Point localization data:
____________

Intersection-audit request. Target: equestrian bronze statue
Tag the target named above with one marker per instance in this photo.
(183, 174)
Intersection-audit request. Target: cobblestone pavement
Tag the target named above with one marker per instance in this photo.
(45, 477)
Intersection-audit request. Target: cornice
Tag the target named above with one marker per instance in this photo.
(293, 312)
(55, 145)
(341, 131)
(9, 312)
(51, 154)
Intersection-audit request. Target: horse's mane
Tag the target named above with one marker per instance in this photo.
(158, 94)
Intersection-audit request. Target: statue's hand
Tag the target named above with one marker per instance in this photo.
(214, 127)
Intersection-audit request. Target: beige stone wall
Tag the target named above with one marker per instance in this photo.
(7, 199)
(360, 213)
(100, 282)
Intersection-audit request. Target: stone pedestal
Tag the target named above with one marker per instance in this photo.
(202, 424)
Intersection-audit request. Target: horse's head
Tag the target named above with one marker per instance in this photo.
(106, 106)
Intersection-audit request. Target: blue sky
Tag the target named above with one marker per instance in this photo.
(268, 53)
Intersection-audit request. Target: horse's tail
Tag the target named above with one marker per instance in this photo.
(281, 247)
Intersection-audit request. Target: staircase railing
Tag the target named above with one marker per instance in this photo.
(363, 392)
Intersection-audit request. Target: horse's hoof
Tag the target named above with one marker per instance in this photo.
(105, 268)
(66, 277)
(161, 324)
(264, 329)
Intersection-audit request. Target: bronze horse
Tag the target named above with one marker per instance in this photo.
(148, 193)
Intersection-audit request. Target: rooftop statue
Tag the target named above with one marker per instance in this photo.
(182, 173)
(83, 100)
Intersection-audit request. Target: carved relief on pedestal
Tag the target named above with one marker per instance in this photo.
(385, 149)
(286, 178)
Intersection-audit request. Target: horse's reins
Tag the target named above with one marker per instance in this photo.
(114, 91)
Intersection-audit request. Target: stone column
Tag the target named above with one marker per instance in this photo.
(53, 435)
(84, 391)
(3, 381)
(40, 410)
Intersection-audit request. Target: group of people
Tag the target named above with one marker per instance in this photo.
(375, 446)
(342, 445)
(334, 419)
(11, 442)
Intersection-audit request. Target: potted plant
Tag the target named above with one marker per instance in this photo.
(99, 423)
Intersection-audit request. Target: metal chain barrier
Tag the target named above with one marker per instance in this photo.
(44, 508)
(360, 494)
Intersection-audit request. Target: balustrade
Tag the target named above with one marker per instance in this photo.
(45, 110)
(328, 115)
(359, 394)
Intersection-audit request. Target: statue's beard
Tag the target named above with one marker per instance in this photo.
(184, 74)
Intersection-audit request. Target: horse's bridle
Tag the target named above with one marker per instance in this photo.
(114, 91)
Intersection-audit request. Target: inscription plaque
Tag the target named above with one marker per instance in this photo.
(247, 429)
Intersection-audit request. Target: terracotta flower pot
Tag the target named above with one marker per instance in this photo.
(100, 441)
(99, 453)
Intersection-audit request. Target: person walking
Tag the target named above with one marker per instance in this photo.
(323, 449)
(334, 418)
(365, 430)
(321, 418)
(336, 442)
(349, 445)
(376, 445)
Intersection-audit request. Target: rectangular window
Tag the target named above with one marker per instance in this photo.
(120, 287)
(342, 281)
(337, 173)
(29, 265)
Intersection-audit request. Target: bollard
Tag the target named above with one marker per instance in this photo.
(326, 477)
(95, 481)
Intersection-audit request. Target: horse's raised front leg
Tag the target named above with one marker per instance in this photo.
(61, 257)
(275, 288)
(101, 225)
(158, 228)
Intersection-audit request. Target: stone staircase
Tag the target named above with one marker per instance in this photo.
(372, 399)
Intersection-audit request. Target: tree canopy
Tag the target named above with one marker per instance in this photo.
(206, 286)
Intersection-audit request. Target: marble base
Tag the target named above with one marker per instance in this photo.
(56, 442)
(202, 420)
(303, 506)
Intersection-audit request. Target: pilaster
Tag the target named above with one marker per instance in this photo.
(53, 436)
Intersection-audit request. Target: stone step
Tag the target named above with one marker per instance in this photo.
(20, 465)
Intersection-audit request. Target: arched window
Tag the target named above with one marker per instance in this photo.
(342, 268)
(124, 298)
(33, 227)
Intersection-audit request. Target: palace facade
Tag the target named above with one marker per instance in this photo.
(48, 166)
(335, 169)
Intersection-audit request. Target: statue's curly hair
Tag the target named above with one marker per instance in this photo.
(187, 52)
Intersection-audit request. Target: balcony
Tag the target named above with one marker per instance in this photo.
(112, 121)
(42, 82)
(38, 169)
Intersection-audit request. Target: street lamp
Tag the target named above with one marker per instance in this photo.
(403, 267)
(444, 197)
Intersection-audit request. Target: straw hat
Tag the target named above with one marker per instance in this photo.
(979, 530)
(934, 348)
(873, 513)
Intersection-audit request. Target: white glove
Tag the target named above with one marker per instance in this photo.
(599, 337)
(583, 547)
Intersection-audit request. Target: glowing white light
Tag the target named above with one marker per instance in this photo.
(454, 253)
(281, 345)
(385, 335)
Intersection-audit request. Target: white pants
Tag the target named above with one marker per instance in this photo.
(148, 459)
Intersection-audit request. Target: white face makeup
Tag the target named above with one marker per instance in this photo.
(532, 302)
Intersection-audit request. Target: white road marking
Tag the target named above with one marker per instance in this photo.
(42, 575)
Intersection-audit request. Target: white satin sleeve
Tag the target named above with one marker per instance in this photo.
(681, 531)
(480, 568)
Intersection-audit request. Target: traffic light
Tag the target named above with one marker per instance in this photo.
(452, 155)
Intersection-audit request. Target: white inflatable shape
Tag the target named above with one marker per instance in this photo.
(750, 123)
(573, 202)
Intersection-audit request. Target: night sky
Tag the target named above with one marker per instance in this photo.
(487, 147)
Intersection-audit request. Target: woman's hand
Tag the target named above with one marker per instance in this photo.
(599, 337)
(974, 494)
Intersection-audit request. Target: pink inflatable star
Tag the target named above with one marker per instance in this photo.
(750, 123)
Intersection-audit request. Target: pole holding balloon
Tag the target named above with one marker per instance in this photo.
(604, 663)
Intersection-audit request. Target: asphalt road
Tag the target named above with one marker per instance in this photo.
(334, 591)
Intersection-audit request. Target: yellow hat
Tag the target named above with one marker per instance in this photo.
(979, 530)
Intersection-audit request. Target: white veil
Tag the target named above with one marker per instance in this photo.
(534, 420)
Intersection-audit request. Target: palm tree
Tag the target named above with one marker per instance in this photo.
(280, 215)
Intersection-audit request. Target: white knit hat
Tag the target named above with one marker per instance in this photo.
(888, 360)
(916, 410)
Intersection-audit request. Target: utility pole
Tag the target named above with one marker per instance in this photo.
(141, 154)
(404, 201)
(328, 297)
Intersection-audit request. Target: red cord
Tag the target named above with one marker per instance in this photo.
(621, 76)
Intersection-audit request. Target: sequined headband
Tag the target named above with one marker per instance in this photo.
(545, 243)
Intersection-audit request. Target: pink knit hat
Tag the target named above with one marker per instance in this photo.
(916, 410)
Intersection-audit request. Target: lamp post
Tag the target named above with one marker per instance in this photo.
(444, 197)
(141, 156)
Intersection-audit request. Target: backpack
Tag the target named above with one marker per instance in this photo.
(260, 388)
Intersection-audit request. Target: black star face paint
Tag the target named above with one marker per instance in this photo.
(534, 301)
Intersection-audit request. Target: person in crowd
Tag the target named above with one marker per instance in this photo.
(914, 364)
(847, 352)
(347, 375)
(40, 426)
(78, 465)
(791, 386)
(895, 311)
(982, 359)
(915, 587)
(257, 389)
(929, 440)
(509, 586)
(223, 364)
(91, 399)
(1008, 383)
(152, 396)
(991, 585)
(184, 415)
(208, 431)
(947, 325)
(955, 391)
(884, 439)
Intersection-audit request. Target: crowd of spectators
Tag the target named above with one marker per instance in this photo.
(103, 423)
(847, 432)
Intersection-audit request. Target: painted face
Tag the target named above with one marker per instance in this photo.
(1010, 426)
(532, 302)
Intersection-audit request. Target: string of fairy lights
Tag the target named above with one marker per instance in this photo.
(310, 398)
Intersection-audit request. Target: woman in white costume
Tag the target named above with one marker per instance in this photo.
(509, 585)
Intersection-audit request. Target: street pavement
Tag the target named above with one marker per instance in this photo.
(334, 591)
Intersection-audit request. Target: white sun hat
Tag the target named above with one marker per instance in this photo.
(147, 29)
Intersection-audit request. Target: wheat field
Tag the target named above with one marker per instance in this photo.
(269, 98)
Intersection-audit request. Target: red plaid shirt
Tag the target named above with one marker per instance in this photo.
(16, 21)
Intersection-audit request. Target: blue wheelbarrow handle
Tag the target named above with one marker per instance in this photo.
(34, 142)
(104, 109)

____________

## Work order
Scan the lines above for the word "street", then copy each line that has it.

## Answer to the exercise
Intersection-audit request. Target: street lamp
Intersection-audit request. Target: street pavement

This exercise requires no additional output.